Task list:
a) Answer these questions about the opinion piece on the risk management industry:
(i) What does the writer place at the core of the risk management industry?
(ii) The writer says this "cancer" has grown through much the same mechanism as what?
(iii) Besides a book, what purchase does the writer suggest would be profitable?
b) Continue the opinion piece on the risk management industry, starting after its final sentence.

Document text:
--- --- ---

I’m seeing a new threat from within, rising and to some extent already risen. The risk management industry, with insurance companies at its core, has wormed its way, insidiously and  in many layers, throughout nearly every industry and organization in these United States. This cancer has grown much deeper, though through much the same mechanism as the military industrial complex; by taking advantage of fear, both that of the general populace and corporate and government entities.

A friend of mine recently posted a saying: “A book is the only thing you can buy that can make you richer”. I would argue that another profitable purchase would be a Congressman. While I do think there are some career fence sitters in office who pretty much just vote in whichever direction offers them the most favors, I like to think most individuals in government feel like they are doing the right thing, though I think getting to that coveted and contested office nearly requires one to be of the opinion that the ends justify the means, and that it would be distasteful to look too closely at how the sausage was made.

--- --- ---

Source information:
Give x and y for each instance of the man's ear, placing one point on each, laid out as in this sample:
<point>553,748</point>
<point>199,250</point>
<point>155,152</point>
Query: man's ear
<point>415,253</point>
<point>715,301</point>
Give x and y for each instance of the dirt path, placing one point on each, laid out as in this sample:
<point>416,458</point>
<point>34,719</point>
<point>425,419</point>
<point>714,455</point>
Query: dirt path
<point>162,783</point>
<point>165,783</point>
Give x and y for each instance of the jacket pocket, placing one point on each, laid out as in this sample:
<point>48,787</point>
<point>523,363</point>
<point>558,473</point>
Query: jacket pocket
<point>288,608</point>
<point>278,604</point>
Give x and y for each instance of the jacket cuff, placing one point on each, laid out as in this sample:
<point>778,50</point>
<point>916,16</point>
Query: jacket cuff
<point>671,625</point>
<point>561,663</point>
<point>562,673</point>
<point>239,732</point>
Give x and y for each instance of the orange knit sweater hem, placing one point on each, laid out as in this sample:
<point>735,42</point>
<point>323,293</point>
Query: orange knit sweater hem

--- --- ---

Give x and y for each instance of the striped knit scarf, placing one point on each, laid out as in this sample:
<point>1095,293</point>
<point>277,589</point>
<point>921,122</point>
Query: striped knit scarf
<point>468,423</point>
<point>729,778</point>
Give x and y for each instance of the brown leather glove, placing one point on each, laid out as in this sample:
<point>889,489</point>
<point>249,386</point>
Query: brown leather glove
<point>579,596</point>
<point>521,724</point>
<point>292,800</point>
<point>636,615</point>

--- --- ---

Results in order:
a)
(i) Insurance companies
(ii) The military industrial complex
(iii) A Congressman

b)
Unlike these individuals, organizations, such as corporations, unions, and political parties, are generally run or heavily influenced by committee and legal advisers. The people of these committees see it as their job to do what is in the interest of those they represent. If, for example an industry of large donors made it clear that their donations to a political party would keep coming so long as the party voted in their favor, then it is quite likely that the party would choose to endorse candidates who have agreed to vote accordingly. They justify this by telling themselves that if they don’t go along, then the other party will, and will win, which logically they would see as being a worse choice than taking the support themselves and  then trying to enact their own ideology. The beauty of this situation from the donor’s perspective is that they really can’t lose. All they need to do is give support to both sides and threaten to withdraw it from the one who gives them the least in return.

These days, everyone in business is obsessed with avoiding liability. The blame usually comes down on people who start frivolous lawsuits, but really, the system is designed to encourage such things. There are three main players in this: businesses trying to avoid being bankrupted by a large lawsuit, insurance companies trying to sell coverage without actually having to pay anything out, and the individual or government agencies trying to get money for a perceived violation.

Kaufman’s Law: A policy is a restrictive document to prevent a recurrence of a single incident, in which that incident is never mentioned.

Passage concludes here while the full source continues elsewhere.